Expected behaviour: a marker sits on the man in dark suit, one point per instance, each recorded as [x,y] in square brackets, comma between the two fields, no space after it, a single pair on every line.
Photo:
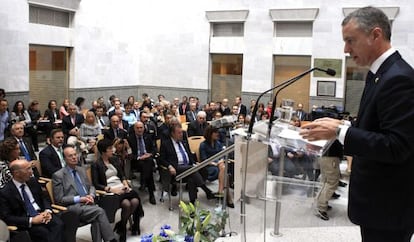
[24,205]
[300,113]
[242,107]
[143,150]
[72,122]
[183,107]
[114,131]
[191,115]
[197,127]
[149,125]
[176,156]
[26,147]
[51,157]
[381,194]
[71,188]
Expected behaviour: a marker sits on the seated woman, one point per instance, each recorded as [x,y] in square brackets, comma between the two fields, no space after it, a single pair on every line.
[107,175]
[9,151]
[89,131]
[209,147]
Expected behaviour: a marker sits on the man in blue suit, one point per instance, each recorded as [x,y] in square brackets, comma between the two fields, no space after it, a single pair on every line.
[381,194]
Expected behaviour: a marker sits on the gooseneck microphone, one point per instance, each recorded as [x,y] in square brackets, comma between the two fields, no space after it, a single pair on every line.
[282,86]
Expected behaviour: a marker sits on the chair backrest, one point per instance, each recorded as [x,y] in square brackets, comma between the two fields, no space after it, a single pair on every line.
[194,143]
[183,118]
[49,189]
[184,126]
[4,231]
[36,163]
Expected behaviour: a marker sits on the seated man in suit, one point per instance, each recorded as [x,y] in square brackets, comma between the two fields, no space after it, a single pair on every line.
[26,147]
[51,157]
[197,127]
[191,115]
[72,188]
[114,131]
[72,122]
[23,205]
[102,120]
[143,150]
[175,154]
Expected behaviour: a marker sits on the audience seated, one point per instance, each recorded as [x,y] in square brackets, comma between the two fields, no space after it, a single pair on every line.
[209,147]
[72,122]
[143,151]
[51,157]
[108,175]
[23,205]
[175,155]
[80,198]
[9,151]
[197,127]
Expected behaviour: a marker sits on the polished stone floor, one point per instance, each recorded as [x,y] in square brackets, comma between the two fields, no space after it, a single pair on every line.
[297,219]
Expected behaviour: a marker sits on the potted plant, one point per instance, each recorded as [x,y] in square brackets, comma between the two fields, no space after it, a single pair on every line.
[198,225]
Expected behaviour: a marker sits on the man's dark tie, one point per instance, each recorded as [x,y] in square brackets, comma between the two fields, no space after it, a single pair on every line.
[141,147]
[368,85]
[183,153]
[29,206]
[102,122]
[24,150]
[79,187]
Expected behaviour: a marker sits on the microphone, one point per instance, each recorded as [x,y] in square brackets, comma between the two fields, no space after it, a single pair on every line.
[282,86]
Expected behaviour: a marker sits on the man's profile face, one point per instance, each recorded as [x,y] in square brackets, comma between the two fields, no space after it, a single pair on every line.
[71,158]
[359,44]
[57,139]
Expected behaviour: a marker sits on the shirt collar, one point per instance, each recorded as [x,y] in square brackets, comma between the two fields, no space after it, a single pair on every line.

...

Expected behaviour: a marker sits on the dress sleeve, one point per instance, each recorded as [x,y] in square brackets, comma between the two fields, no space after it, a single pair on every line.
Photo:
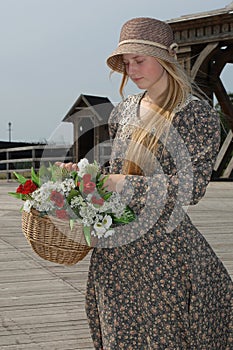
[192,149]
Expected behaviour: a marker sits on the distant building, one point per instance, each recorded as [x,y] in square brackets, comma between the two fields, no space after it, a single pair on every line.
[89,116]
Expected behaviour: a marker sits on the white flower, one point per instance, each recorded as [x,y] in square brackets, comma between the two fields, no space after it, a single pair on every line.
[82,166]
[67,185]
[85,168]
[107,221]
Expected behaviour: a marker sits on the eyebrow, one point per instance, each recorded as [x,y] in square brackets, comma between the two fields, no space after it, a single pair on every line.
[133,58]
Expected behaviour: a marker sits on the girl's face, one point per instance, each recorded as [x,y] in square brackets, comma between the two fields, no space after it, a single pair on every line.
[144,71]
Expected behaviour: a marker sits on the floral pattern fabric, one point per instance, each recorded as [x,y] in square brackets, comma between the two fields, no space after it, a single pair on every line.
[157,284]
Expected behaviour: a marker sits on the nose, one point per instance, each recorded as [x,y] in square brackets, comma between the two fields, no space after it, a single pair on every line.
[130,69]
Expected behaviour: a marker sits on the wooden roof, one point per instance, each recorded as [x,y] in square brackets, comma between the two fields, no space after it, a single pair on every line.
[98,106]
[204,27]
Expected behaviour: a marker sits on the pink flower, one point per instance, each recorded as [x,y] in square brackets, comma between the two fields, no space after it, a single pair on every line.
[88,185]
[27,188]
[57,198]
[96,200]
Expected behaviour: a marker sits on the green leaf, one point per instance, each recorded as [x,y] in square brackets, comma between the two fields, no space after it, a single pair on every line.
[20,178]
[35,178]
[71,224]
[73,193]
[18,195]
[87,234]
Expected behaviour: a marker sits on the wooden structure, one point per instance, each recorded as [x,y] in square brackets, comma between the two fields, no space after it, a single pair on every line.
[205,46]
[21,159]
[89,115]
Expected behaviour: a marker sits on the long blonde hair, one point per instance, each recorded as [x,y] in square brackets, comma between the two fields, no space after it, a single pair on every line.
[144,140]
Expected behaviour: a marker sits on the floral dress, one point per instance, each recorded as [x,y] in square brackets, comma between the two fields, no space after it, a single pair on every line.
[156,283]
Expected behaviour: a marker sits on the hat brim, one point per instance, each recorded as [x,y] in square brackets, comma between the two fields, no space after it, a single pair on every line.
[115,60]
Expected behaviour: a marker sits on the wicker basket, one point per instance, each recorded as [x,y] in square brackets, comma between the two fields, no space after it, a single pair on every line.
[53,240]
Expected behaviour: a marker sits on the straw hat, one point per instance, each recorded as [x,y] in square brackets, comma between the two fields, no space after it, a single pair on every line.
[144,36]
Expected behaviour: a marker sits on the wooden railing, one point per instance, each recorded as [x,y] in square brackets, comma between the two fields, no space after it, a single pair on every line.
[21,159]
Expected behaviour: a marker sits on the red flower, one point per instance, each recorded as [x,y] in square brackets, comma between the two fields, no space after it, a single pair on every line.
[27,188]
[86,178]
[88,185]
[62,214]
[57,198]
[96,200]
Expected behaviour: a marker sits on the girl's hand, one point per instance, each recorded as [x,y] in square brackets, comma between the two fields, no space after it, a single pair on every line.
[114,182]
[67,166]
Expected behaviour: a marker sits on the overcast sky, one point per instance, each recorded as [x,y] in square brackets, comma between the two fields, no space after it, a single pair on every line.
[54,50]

==

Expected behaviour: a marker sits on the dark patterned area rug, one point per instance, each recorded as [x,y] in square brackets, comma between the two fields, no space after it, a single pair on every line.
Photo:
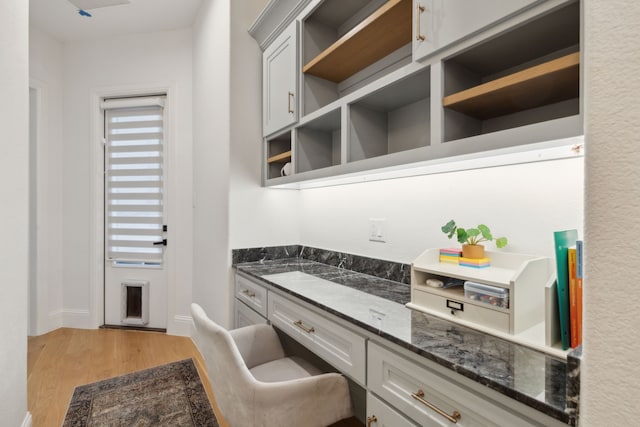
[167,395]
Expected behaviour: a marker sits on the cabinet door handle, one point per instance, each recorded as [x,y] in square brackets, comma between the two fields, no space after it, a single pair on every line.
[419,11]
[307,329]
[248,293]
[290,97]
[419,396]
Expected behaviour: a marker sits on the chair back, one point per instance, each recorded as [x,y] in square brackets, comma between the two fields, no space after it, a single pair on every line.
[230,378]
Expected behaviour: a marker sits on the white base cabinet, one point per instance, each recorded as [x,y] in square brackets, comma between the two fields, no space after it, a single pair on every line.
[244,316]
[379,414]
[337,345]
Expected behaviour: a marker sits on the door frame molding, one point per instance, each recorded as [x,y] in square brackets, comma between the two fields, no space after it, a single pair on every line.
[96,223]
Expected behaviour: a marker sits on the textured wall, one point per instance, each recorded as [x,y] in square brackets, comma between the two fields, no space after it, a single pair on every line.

Task: Retype exactly the lines of the data above that fall between the line with "Expected behaviour: a marker sits on the white base" and the line with "Expected behaviour: a marker sits on the textured", inclusive, and add nothing.

Result of the task:
Expected behaviour: a marker sits on the white base cabinet, one point per instance, each recorded as [x,y] in square brackets, comma between the two fields, no space after it, a single pair on every line.
[244,316]
[379,414]
[337,345]
Expected behaviour: a marker sits on the door frame molding, one point per instance, each recorded as [x,y] in square brackets, comma between the two fields, no space after it, a single pair on every line.
[96,223]
Expected behaviour: a marker sits on the textured wall, one point per instance, each recorded as [x,y] in square brackets, comma between the two fields, no space after it, a single pair on every line.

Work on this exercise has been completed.